-- start of Page extract --

Nine IRA prisoners, including a man convicted of murdering Senator Billy Fox in 1974, will be freed from Portlaoise Prison tomorrow as part of the confidence-building measures intended to underpin the peace process.
The releases were agreed by the Government yesterday. All nine will be released on condition that they keep the peace and do not cause distress to the victims of the offences for which they were convicted. The conditions of their release prohibit them from doing or saying anything publicly to further the causes of the IRA.
The releases bring to 16 the number of prisoners freed in the Republic since the IRA reinstated its ceasefire last July.
Some 30 IRA prisoners remain in Portlaoise. About half of these are men convicted in this State. The remainder include about a dozen men transferred recently from British prisons and eight who are on remand awaiting trial.

-- end of Page extract --

◆ Problems
(a) Output the passage of the prisoner release article between "The releases were" and "ceasefire last July.", inclusive, copied word for word.
(b) Return the object position labeling entries line for line, omitting the pictures.
The entries have no connection to the article on the prisoner releases.

-- start of Material for this exercise --

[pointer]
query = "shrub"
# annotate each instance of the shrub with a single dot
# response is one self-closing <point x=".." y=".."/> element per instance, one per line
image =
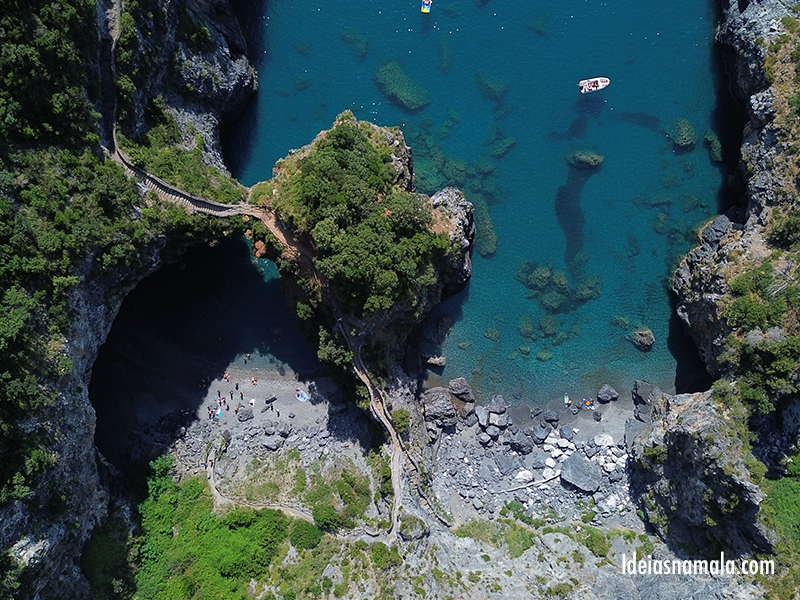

-- end of Material for this exercise --

◆ The answers
(a)
The releases were agreed by the Government yesterday. All nine will be released on condition that they keep the peace and do not cause distress to the victims of the offences for which they were convicted. The conditions of their release prohibit them from doing or saying anything publicly to further the causes of the IRA.
The releases bring to 16 the number of prisoners freed in the Republic since the IRA reinstated its ceasefire last July.

(b)
[pointer]
query = "shrub"
# annotate each instance of the shrub with a single dot
# response is one self-closing <point x=".." y=".."/> element per instance, one per line
image =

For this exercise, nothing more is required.